Text shown:
The U.S. Air Force Research Laboratory (AFRL) is working on developing a new, warmer fiber for use in military grade uniforms that will keep people posted in Arctic regions warmer and dryer than they are currently while stationed in the world’s most challenging, frigid conditions.
Working with the Air Force Life Cycle Management Center, Cornell University, Ohio-based contractor UES, Inc. and the Palmer Muskox Farm, Palmer, Alaska, the AFRL is exploring the development of synthetic musk ox wool keratin fibers that mimic the properties of raw musk ox wool fibers, prized for their enhanced thermal-insulating properties.
Musk ox are hoofed mammals more closely related to goats and sheep than oxen, although they have their own genus, Ovibos.
Based on initial research by AFRL’s Materials and Manufacturing Directorate and the 711th Human Performance Wing, the idea is to use qivuit, the indigenous term for the musk ox wool, combined with other natural or synthetic polymers such as nylon using electrospinning, to create a textile that is lighter, stronger and more environmentally sustainable than the merino wool cold weather garments traditionally worn by military members in the Arctic.

Data records:
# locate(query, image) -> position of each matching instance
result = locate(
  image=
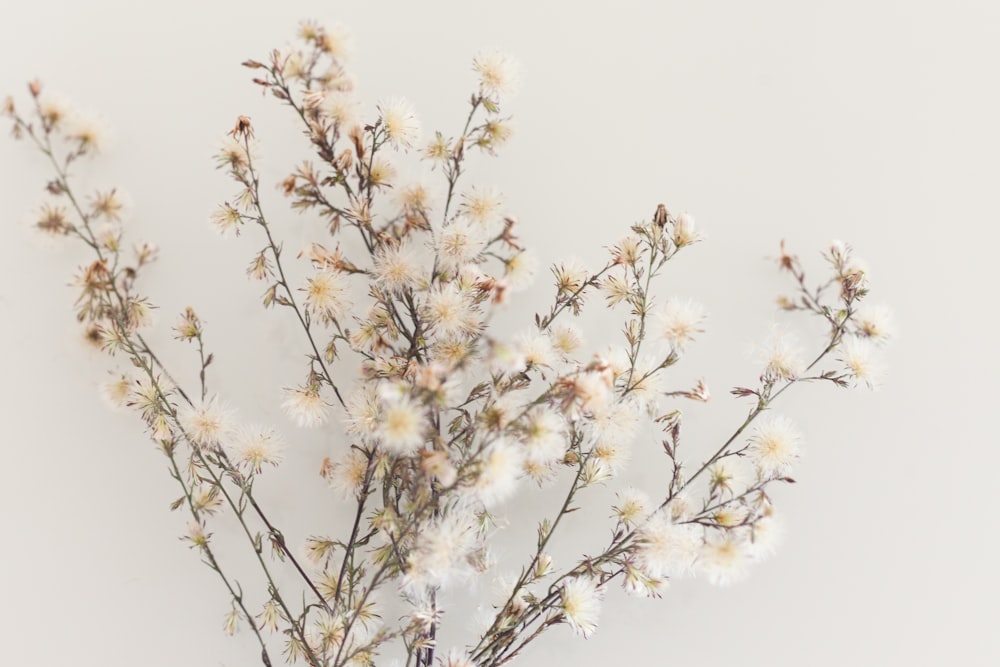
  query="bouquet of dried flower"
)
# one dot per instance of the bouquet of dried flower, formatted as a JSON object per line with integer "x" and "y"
{"x": 440, "y": 418}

Questions to answer:
[a] Could you turn the paragraph in the musk ox fiber article that begins "Based on initial research" into a short list of its main facts?
[b] Can you update the musk ox fiber article by giving everything from "Working with the" down to "enhanced thermal-insulating properties." again, with "AFRL" changed to "Air Force Research Laboratory"?
[c] What might come next in the musk ox fiber article? Continue it from where it stops.

Replies:
[a]
- The idea comes from initial research by AFRL's Materials and Manufacturing Directorate and the 711th Human Performance Wing.
- It would use qivuit, the indigenous term for musk ox wool.
- The qivuit would be combined with other natural or synthetic polymers, such as nylon, using electrospinning.
- The goal is a textile that is lighter, stronger and more environmentally sustainable than the merino wool cold weather garments that military members traditionally wear in the Arctic.

[b]
Working with the Air Force Life Cycle Management Center, Cornell University, Ohio-based contractor UES, Inc. and the Palmer Muskox Farm, Palmer, Alaska, the Air Force Research Laboratory is exploring the development of synthetic musk ox wool keratin fibers that mimic the properties of raw musk ox wool fibers, prized for their enhanced thermal-insulating properties.

[c]
According to Dr. Nancy Kelley-Loughnane, research team lead in the biomaterials branch of the Materials and Manufacturing Directorate, there is room for improvement in materials currently being used.
“When pilots conduct cold-climate missions in Arctic spaces such as Alaska, they might need to land in water, on frozen tundra, on ice,” she said. “We need a textile that has multiple properties, something that does more than just keep us warm in the event of unplanned isolation.”
Researchers agree that a new cold weather textile would offer thermal insulation and moisture-wicking properties. It would also be lightweight if it got wet, said Dr. Mark Tyler Nelson, research biomedical engineer in the 711th Human Performance Wing.
Traditionally, merino wool and goose down have been used to insulate cold weather garments but these raise concerns about practicality and sustainability, Nelson said. Goose down is problematic if it gets wet, and merino, while common, gets too heavy when moisture creeps in. There are also ethical issues surrounding the use of goose down and the cost of merino is becoming prohibitive. Some 81 percent of it is imported to the U.S. from Australia.
Coming up with a military-grade textile that balances all the desired properties is tricky business.
It also has to be sourced and made in the United States to comply with the Berry Amendment, a provision passed by Congress in 1941 as part of the Appropriations Act which requires the Department of Defense to give priority to items produced in the United States, particularly clothing and textiles.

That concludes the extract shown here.